▶ _What you need to do_
Return word for word the lines of the data starting at the line that contains "Identify one point on each instance of the thatched" and ending at the final line of the data, with both of those lines included.

# start of Stored rows

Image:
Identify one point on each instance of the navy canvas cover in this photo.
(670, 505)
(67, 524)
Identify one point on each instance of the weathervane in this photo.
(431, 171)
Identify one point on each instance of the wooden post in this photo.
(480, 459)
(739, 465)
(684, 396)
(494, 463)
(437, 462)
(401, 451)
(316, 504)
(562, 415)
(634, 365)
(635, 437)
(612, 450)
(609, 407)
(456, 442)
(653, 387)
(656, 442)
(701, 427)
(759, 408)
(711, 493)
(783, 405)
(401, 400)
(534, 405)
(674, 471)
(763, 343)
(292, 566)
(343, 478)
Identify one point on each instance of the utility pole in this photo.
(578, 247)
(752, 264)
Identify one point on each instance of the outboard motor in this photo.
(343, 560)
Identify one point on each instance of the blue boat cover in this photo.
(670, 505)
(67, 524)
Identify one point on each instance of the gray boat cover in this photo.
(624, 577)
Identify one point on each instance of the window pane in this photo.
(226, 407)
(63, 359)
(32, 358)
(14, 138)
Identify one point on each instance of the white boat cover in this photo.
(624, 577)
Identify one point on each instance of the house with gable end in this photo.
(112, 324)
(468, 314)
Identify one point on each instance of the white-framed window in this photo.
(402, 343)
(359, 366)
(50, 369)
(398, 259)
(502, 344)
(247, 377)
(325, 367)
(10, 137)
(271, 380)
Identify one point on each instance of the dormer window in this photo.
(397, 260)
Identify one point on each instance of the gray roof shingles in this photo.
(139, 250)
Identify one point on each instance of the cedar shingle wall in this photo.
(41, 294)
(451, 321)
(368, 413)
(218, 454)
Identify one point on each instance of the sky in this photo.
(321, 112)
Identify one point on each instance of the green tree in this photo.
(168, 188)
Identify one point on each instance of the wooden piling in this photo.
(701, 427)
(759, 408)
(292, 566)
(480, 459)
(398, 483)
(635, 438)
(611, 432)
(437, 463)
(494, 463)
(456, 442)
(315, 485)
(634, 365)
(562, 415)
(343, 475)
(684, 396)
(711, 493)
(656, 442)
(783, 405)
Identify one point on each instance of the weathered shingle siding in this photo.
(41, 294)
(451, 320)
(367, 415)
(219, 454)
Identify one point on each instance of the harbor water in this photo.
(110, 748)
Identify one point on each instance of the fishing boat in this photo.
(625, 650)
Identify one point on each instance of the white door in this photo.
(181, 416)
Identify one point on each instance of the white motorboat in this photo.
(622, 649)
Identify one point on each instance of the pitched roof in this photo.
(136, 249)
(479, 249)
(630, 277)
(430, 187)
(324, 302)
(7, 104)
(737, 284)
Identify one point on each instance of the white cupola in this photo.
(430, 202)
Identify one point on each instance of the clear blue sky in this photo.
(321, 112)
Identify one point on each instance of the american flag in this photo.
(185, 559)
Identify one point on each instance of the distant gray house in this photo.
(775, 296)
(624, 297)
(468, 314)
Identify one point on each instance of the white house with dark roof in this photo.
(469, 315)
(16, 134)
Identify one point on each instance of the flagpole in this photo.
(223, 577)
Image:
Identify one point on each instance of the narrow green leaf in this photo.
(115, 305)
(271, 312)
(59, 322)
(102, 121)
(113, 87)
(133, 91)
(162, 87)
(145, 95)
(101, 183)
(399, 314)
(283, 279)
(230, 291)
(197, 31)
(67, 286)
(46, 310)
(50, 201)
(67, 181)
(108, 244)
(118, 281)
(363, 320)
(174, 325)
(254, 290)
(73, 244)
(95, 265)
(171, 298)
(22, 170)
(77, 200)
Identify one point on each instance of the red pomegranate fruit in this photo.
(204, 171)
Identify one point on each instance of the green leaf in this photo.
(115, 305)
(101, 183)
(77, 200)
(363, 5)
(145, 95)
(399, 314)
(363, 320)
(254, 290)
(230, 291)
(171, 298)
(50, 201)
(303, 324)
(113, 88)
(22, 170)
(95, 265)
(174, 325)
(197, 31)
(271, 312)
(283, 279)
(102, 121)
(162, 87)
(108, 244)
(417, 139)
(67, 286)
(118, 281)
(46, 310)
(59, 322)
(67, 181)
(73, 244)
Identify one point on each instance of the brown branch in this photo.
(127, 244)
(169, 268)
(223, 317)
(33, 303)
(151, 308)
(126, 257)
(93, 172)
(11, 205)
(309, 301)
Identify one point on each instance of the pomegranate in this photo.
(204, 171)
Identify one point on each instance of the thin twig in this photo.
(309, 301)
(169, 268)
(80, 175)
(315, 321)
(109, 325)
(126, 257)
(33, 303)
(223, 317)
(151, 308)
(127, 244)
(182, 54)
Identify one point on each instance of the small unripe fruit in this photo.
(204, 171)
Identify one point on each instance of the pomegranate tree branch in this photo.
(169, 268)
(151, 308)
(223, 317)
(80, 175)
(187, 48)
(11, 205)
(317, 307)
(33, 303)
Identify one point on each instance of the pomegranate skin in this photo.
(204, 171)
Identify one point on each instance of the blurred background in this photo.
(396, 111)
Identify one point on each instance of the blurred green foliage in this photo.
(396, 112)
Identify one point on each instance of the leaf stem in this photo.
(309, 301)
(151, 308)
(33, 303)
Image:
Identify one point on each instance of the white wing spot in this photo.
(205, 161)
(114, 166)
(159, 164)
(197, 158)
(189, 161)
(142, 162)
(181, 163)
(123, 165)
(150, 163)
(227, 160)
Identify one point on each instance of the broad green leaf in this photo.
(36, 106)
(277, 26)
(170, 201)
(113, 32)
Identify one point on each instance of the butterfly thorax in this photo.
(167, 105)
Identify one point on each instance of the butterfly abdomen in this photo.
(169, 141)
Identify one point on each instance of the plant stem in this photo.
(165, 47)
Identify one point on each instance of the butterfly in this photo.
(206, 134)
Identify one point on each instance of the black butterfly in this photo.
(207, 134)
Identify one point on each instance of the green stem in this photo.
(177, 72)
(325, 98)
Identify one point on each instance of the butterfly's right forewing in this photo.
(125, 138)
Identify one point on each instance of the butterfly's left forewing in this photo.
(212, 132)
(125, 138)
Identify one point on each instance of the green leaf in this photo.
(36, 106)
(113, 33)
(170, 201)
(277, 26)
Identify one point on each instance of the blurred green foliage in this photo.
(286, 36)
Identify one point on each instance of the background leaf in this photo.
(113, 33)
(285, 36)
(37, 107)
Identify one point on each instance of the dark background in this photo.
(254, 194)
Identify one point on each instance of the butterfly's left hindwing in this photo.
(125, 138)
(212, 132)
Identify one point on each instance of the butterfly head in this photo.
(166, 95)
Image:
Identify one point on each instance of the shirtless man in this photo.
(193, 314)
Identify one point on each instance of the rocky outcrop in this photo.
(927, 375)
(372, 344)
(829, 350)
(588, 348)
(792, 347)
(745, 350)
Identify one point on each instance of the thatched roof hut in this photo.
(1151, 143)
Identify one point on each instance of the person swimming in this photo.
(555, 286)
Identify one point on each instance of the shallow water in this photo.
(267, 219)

# end of Stored rows

▶ _The response_
Identify one point on each instance of the thatched roof hut in this photo.
(1151, 143)
Identify one point on each instance of the person swimming in this photo.
(555, 286)
Identify one point on each instance of the shallow water in this photo.
(267, 219)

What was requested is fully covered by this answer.